**Exercise**
Arrange the lines beginning with the line that contains "point: cabinet door" and continuing through the end of the records as a JSON list of strings, one string per line, with blank lines omitted.

Dataset excerpt:
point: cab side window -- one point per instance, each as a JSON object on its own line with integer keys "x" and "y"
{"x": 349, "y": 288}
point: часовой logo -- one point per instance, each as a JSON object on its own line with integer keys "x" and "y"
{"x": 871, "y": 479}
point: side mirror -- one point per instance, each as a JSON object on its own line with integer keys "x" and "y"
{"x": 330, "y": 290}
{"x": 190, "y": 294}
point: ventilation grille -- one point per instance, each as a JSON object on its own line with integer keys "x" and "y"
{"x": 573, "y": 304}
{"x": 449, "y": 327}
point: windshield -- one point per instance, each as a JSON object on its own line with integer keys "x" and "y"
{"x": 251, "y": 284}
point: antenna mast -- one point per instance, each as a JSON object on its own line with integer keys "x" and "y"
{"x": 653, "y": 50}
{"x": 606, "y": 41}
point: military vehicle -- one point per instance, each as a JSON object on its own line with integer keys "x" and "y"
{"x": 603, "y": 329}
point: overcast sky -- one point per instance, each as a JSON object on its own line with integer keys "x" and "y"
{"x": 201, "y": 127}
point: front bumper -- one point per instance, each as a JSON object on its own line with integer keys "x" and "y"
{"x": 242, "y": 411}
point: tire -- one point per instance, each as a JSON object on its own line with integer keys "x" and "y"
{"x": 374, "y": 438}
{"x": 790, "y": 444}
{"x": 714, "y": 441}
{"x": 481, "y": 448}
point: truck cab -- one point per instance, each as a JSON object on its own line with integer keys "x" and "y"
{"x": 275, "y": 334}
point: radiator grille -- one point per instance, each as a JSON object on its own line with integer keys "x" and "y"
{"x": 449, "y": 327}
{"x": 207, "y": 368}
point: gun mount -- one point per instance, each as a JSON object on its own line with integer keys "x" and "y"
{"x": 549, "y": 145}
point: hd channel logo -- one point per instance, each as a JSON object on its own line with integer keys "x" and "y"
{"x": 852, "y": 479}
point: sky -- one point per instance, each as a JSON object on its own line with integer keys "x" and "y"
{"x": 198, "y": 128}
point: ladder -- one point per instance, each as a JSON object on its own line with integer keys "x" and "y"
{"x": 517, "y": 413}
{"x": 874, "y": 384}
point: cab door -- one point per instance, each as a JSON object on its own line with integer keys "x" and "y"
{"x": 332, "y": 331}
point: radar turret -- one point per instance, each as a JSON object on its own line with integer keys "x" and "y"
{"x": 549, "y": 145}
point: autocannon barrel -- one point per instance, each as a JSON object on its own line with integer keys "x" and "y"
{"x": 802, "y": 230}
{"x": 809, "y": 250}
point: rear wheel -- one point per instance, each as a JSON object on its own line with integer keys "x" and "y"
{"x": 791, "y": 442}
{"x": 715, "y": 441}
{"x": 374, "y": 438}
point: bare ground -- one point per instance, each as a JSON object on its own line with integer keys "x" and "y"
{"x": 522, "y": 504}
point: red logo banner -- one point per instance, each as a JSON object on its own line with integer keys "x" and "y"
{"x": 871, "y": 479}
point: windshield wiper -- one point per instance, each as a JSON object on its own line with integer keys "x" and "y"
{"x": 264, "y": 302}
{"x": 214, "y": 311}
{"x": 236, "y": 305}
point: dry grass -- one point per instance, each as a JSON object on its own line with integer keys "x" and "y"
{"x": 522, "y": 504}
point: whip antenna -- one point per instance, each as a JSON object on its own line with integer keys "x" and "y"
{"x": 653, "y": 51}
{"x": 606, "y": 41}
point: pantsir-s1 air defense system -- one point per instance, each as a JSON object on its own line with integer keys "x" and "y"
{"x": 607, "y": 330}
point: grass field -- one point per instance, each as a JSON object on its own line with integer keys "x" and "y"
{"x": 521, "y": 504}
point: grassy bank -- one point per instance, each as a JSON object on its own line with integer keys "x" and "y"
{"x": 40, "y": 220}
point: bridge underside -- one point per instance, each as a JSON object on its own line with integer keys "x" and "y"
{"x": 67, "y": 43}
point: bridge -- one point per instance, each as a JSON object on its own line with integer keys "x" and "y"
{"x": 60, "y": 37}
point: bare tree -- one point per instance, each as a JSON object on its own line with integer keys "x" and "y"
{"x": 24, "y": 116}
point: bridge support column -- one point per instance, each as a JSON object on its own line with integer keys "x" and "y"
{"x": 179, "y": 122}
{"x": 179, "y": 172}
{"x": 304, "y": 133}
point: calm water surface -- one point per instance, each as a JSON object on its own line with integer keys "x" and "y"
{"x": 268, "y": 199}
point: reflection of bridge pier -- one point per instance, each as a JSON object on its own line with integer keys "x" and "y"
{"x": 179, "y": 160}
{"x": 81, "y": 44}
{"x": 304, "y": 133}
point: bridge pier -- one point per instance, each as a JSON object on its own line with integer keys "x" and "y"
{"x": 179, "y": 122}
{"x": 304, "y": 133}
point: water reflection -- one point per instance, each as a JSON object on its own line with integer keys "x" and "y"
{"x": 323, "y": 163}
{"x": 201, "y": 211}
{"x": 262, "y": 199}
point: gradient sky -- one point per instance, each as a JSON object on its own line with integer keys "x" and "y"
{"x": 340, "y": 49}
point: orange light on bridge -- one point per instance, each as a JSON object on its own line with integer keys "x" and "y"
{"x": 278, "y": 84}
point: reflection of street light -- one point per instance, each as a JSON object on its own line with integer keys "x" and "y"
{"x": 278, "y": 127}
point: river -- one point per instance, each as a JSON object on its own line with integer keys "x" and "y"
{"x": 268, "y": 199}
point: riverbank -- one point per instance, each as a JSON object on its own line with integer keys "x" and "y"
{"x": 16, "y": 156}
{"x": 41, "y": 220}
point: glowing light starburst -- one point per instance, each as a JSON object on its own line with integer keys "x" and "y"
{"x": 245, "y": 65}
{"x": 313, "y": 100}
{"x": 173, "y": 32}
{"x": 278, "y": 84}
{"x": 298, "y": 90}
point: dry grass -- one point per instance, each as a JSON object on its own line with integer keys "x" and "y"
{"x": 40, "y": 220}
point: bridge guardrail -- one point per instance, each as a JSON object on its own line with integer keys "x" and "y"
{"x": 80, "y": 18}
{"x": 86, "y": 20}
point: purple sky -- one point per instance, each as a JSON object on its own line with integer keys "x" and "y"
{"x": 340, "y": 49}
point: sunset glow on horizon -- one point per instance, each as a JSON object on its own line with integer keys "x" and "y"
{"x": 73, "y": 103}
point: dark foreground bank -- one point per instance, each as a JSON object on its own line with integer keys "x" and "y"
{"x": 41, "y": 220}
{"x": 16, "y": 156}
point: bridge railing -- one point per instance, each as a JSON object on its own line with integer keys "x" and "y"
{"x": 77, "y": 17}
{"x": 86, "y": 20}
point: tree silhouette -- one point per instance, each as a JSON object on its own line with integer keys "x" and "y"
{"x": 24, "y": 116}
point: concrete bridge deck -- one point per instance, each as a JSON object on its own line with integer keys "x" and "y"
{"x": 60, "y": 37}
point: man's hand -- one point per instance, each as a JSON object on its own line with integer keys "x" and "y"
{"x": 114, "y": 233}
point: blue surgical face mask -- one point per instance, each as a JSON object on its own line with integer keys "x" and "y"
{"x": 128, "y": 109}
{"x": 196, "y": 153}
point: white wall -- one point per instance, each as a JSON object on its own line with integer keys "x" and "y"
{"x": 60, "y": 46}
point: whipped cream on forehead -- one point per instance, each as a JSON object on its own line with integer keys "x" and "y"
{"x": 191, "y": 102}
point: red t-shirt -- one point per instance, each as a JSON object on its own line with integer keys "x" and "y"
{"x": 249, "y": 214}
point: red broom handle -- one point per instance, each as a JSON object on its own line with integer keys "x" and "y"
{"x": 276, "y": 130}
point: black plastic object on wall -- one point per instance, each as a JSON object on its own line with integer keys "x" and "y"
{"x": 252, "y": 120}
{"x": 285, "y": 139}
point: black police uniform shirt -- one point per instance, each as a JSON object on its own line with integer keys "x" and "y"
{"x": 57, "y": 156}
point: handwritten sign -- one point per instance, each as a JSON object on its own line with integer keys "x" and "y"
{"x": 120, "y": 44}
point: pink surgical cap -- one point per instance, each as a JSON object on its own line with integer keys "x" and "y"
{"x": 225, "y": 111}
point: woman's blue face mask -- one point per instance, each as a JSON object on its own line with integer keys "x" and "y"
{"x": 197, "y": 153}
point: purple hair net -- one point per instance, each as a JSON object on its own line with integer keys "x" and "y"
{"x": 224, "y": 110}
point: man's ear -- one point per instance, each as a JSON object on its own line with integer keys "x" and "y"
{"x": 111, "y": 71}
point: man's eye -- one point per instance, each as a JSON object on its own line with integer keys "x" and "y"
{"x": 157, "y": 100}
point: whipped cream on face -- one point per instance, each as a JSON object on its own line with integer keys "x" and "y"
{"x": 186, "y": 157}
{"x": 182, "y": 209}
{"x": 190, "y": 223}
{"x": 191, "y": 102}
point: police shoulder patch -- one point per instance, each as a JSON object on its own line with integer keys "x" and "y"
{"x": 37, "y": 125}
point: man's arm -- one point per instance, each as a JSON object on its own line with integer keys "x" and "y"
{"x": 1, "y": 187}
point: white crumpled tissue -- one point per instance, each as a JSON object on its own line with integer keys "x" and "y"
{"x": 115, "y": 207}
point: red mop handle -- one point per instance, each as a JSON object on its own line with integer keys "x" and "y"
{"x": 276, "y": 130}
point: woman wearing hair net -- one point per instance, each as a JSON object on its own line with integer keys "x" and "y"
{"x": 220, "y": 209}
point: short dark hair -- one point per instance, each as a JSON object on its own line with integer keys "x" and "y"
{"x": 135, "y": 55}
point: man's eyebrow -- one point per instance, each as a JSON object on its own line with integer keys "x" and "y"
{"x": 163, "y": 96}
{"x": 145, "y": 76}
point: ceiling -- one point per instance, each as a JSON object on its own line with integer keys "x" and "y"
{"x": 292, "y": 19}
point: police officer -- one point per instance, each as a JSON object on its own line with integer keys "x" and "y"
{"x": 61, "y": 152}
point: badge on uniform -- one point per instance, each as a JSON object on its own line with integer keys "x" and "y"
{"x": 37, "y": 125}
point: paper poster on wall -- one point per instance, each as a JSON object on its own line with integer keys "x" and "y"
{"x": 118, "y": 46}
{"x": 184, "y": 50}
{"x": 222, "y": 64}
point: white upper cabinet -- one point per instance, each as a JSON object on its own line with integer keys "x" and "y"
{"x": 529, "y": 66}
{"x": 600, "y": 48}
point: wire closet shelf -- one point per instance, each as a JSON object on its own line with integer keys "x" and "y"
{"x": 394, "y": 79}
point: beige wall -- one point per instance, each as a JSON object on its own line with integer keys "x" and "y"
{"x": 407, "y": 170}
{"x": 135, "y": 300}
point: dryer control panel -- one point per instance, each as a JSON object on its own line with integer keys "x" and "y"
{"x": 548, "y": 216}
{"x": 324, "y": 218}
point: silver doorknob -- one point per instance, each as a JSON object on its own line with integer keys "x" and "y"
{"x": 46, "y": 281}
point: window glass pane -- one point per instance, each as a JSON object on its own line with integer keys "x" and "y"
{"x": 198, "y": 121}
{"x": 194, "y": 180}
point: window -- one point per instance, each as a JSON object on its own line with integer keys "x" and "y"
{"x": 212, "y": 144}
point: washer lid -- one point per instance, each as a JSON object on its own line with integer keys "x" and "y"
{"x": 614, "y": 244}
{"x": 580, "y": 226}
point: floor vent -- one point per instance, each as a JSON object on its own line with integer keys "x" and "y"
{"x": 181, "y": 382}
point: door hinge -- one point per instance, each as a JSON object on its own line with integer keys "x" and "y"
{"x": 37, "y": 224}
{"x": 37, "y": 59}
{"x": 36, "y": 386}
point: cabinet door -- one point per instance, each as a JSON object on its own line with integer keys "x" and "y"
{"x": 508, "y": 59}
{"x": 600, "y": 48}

**Complete response**
[
  "point: cabinet door -- one point per instance, each as a JSON object on its own line with integer keys \"x\" and \"y\"",
  "{\"x\": 508, \"y\": 59}",
  "{\"x\": 600, \"y\": 48}"
]